Excerpted text:
The invisibility of white supremacist hatred to law enforcement is reflected in those official figures that do exist. In recent years, surveys based on the experiences of crime victims themselves have recorded more than 200,000 hate crime incidents each year.
Compare that with the average number of hate crime cases prosecuted by the DoJ annually – 21.
“Racially motivated violent extremism” is also less than helpful as a designation, German said. Though it is classed as terrorism, it is a catchall in which white supremacy groups are lumped together with Black nationalists and those classified as “Black identity extremists”.
The end result is that the spotlight that should be tightly focused on the growing threat of white supremacy is diffused. Federal resources are scattered between animal rights groups, native American protesters, non-violent civil disobedience movements, even pro-abortion groups designated as terrorist entities, though there is no evidence such groups exist.
Meanwhile, organized criminal groups dedicated to upholding white power fly largely beneath the radar.
There is a dramatic contrast with the overweening surveillance that was aimed at Muslim communities after 9/11, German said. He pointed to the many telltale signs that the Buffalo suspect appears to have offered months before Saturday’s attack.

Supplied material:
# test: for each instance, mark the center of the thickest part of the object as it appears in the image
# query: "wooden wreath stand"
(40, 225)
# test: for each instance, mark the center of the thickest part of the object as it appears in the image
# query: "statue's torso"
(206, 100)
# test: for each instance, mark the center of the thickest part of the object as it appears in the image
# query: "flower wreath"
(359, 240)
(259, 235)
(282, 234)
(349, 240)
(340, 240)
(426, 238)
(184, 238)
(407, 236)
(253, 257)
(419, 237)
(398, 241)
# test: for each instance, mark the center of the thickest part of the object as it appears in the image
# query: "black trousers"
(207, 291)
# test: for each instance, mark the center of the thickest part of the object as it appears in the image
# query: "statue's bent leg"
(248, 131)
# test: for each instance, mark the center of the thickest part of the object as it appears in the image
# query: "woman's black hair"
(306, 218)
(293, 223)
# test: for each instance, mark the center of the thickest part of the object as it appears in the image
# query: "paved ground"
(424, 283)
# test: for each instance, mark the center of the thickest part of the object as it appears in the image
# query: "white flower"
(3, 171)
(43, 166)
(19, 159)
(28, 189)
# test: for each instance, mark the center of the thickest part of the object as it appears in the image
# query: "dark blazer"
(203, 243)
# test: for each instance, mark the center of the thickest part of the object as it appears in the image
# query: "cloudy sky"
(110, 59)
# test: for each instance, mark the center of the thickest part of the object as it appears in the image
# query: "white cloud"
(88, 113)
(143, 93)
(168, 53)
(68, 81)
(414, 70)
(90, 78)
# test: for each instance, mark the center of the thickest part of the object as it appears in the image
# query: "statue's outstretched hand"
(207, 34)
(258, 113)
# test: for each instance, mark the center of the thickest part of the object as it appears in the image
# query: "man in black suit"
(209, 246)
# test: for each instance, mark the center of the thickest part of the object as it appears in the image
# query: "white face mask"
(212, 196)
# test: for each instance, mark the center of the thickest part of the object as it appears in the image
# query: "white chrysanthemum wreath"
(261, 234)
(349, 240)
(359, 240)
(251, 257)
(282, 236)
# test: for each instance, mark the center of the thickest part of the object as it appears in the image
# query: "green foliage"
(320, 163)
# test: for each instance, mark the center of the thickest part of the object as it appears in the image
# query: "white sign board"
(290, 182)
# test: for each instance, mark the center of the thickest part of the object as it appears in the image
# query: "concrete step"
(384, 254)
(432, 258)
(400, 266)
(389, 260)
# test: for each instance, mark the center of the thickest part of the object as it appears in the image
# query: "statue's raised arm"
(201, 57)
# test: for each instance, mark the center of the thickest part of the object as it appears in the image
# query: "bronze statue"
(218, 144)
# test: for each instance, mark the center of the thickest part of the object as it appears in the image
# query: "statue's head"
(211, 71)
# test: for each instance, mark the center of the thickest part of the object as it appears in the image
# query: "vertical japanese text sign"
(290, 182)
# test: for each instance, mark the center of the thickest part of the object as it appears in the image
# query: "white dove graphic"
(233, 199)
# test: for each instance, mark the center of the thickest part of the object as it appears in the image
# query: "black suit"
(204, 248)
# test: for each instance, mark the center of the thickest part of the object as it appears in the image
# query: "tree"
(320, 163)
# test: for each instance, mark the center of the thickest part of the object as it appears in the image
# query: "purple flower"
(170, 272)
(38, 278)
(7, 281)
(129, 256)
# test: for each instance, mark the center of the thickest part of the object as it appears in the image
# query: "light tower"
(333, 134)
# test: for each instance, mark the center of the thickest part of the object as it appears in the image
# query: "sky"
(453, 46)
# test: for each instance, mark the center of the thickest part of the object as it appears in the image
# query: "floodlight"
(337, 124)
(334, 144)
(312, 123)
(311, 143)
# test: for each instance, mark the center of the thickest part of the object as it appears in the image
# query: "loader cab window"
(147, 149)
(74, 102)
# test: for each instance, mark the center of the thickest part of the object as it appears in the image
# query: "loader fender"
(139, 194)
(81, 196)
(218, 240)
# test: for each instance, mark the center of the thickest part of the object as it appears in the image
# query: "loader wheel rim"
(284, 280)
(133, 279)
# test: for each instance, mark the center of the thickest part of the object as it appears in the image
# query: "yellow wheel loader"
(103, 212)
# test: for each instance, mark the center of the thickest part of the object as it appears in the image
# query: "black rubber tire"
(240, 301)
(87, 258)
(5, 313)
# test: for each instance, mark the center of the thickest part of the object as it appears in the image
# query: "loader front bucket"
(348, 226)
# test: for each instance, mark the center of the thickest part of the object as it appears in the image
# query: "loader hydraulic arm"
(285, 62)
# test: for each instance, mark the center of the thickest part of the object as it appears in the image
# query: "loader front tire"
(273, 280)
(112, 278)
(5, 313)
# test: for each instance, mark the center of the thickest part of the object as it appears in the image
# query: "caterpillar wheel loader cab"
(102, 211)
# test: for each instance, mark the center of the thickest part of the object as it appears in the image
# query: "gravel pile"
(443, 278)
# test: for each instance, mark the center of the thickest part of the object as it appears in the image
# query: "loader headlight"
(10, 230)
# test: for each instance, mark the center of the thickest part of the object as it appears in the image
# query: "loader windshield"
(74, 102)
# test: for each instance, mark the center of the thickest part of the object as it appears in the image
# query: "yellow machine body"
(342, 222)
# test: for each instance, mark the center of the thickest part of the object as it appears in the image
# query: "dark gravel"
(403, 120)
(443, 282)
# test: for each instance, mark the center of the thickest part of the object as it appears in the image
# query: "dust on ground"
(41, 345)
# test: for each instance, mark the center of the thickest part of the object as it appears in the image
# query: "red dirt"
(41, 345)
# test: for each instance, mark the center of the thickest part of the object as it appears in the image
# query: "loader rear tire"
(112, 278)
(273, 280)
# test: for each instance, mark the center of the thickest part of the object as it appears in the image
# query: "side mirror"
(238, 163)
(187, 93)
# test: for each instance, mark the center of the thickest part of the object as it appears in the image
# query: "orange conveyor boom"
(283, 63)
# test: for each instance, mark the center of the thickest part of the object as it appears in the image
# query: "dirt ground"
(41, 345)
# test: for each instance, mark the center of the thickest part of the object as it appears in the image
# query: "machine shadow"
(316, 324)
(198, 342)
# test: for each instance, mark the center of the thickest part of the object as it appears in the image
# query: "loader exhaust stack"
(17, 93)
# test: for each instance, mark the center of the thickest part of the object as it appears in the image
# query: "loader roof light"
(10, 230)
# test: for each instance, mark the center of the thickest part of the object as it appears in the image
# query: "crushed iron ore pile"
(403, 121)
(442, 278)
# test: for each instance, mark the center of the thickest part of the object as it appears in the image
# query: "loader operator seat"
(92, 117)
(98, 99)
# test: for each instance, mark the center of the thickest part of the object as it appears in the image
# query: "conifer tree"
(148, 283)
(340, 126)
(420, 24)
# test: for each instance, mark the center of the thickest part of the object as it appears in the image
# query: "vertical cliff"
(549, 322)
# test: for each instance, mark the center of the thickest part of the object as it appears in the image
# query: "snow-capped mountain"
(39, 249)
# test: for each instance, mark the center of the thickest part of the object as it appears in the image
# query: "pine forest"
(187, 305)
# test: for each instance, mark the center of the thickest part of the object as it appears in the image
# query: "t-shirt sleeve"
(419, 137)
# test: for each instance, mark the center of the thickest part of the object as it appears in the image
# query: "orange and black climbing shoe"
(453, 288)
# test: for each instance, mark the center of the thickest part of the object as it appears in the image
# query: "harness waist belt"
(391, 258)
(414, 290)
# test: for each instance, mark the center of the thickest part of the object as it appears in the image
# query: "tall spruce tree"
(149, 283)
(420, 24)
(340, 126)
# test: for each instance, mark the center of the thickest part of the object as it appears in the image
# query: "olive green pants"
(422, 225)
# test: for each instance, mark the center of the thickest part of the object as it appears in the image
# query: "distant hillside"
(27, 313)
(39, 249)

Explore the material:
a. According to the excerpt on white supremacist violence, why is "racially motivated violent extremism" less than helpful as a designation? Answer in one to three sentences.
b. Transcribe the excerpt on white supremacist violence from "Compare that with" up to and including "such groups exist.".
The records are independent of the text and have no connection to it.

Outputs in order:
a. It is a catchall that lumps white supremacy groups together with Black nationalists and those classified as "Black identity extremists." As a result, the spotlight that should be tightly focused on the growing threat of white supremacy is diffused.

b.
Compare that with the average number of hate crime cases prosecuted by the DoJ annually – 21.
“Racially motivated violent extremism” is also less than helpful as a designation, German said. Though it is classed as terrorism, it is a catchall in which white supremacy groups are lumped together with Black nationalists and those classified as “Black identity extremists”.
The end result is that the spotlight that should be tightly focused on the growing threat of white supremacy is diffused. Federal resources are scattered between animal rights groups, native American protesters, non-violent civil disobedience movements, even pro-abortion groups designated as terrorist entities, though there is no evidence such groups exist.